(Records from a data source)
** start **

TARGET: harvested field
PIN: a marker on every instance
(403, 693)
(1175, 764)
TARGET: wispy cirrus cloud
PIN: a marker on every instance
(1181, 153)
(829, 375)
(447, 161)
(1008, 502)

** end **

[EXERCISE DIRECTIONS] Please echo every one of the rows above, keeping each line identical to how it appears.

[WRITTEN SOLUTION]
TARGET: harvested field
PIN: a marker on every instance
(403, 693)
(1175, 764)
TARGET: wispy cirrus cloud
PIN: a marker on every instance
(1181, 153)
(829, 375)
(447, 161)
(1008, 502)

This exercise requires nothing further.